Molly Jong-Fast, writing in the Atlantic, led by pointing out that the erratic and self-regarding Trump “couldn’t control himself on Twitter. He lashed out at Yovanovitch” who described the smear campaign during her appearance before the House Intelligence Committee which was televised and watched around the world.
Jong-Fast attributed his loss of control to Yovanovitch’s gender. “It is almost as if (Trump) is unable to control his rage against women. It is almost as if (he) can bully women and silence them.” He failed with Yovanovitch, who remains a serving foreign service officer and has a fellowship to teach a course at Georgetown University. It is not clear whether she could be fired at Trump’s insistence. Jong-Fast wrote, “Trump has a history of diminishing women, of taking them down when he feels challenged by them.”
Yovanovitch’s appearance was followed by an official who, at first hand, confirmed Taylor’s second hand account of a phone call between henchman Gordon Sondland, US ambassador to the European Union, and Trump during which he asked if the Ukraine was going ahead with the “investigation,” on which $400 million (Dhs1.5 billion) in US military aid depended. It had been frozen in mid-July by Trump. This was a flagrant violation of the US constitution which bans elected officials from using leverage to gain personal political advantage. Trump seems to be the first to get caught doing so.
::::
**Tasks for this exercise**
1. In the passage on Yovanovitch's testimony, copy the text from "Molly Jong-Fast, writing" up to and including "around the world.", swapping "House Intelligence Committee" for "congressional committee".
2. Answer these about the passage on Yovanovitch's testimony:
(a) In which publication was Molly Jong-Fast writing?
(b) Where does Yovanovitch have a fellowship to teach a course?
(c) What post did Gordon Sondland hold?
None of these lines matter for this work.

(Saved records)
::::
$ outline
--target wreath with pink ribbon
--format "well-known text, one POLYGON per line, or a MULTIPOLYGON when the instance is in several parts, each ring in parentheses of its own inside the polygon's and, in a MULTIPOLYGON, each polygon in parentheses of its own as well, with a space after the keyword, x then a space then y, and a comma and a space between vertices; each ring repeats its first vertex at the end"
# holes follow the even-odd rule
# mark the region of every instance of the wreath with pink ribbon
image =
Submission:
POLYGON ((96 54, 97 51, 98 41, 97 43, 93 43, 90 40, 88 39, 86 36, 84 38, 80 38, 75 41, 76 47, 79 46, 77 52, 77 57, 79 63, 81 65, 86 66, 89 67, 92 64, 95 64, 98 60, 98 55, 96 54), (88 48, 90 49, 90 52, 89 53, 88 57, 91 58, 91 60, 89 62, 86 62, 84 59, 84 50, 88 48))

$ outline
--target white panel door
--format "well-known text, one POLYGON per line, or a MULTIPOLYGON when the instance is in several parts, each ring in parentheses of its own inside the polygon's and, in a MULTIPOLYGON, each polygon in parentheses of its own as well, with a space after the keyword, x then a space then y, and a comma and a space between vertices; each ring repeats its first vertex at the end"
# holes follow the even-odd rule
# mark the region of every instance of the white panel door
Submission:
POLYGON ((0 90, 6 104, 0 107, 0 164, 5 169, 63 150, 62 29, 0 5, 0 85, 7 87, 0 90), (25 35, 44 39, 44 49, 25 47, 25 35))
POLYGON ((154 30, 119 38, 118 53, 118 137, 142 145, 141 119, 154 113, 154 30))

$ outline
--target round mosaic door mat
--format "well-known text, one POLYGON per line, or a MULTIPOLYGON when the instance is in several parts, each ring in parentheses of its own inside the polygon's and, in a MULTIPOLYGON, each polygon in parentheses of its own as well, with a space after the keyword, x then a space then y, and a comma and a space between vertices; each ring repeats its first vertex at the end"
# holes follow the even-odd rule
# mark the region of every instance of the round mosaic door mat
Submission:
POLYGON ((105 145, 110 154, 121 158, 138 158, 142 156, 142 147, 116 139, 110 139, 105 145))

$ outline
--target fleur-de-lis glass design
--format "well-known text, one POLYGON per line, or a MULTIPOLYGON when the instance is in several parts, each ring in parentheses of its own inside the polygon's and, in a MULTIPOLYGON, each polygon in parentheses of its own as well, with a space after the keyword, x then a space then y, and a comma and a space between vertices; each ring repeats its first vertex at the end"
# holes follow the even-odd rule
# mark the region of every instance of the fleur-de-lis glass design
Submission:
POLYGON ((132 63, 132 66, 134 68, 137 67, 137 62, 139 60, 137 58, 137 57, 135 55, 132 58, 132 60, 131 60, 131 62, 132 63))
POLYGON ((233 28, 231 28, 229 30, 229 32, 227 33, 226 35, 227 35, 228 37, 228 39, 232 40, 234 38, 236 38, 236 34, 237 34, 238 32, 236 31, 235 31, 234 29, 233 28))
::::
**Results**
1.
Molly Jong-Fast, writing in the Atlantic, led by pointing out that the erratic and self-regarding Trump “couldn’t control himself on Twitter. He lashed out at Yovanovitch” who described the smear campaign during her appearance before the congressional committee which was televised and watched around the world.

2.
(a) The Atlantic
(b) Georgetown University
(c) US ambassador to the European Union